==== QUELLE

Die Kosten für die Überprüfung dieser Gegenleistungen des betragen jährlich 
nach Schätzungen von Lena Lavinas 25 Milliarden Real, während das Programm 
selbst im Jahr nur 5 Milliarden Real kostet. Bis jetzt haben mehr als 5 
Millionen arme Familien in ganz Brasilien diese 
»Familienunterstützungskarte« erhalten.

Die Familienunterstützungskarte hat einige positive Auswirkungen gehabt, 
vor allem die Verbesserung der Ernährung. Schwierigkeiten gibt es jedoch 
bei der Auswahl der Leistungsbeziehenden und ihrer Zahl in den Städten. Da 
in Brasilien über die Hälfte der Erwerbstätigen im informellen 
Wirtschaftssektor beschäftigt ist, sind eine Überprüfung des Einkommens und 
eine allgemeine Bedürftigkeitsprüfung nur sehr schwer durchführbar.

========
==== MATERIAL

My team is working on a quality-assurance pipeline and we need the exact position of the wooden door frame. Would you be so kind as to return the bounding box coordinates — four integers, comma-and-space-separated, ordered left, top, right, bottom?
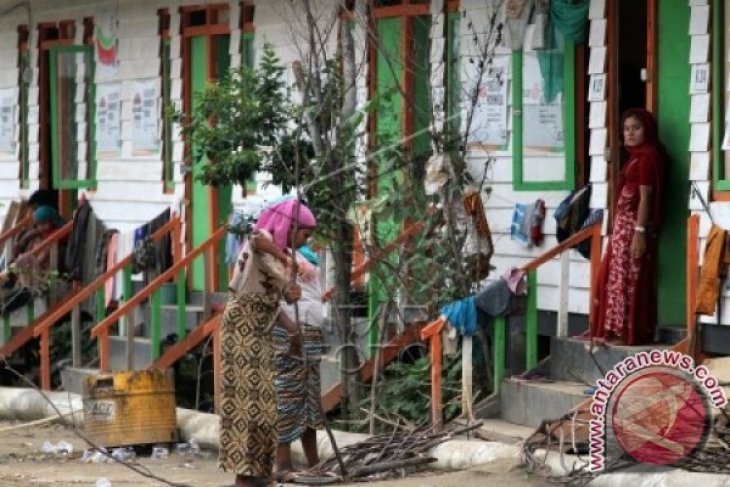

========

### AUFGABE 1
Bearbeite den Text zur Familienunterstützungskarte: Gib den Abschnitt von "Die Kosten für" bis einschließlich "sehr schwer durchführbar." wieder und ersetze darin "Städten" durch "Großstädten".
### AUFGABE 2
Führe den Text zur Familienunterstützungskarte im Anschluss an seinen letzten Satz weiter.

### LÖSUNG 1
Die Kosten für die Überprüfung dieser Gegenleistungen des betragen jährlich 
nach Schätzungen von Lena Lavinas 25 Milliarden Real, während das Programm 
selbst im Jahr nur 5 Milliarden Real kostet. Bis jetzt haben mehr als 5 
Millionen arme Familien in ganz Brasilien diese 
»Familienunterstützungskarte« erhalten.

Die Familienunterstützungskarte hat einige positive Auswirkungen gehabt, 
vor allem die Verbesserung der Ernährung. Schwierigkeiten gibt es jedoch 
bei der Auswahl der Leistungsbeziehenden und ihrer Zahl in den Großstädten. Da 
in Brasilien über die Hälfte der Erwerbstätigen im informellen 
Wirtschaftssektor beschäftigt ist, sind eine Überprüfung des Einkommens und 
eine allgemeine Bedürftigkeitsprüfung nur sehr schwer durchführbar.

### LÖSUNG 2
Bedarf an finanzieller Unterstützung haben weit mehr Familien als die im 
Programm »Fome Zero« vorgesehenen, sodass die Auswahl nie ganz korrekt 
durchgeführt werden kann. Deshalb kritisieren Menschenrechtsorganisationen 
wie bspw. FIAN (FoodFirst Information and Action Network), dieses Programm 
erfülle nicht die Kriterien internationaler Vereinbarungen wie das 
Menschenrecht auf Nahrung.

FIAN empfiehlt für die künftige Gestaltung des Programms den schnellen 
Übergang von der Familienunterstützungskarte zum Grundeinkommen, weil 
dadurch das Risiko drastisch gemindert werde, dass bedürfige Menschen von 
ihm ausgeschlossen würden. Zudem knne nur auf diese Weise das Recht auf 
Nahrung tatsächlich eingeklagt werden, weil sich die Bedüftigen einfacher 
gegen Rechtsverletzungen zur Wehr setzen könnten.

Zusammenfassend lässt sich sagen, dass das aktuelle Gesetz über das 
Grundeinkommen eine Erweiterung der bereits eingeführten 
Mindesteinkommensprogramme darstellt.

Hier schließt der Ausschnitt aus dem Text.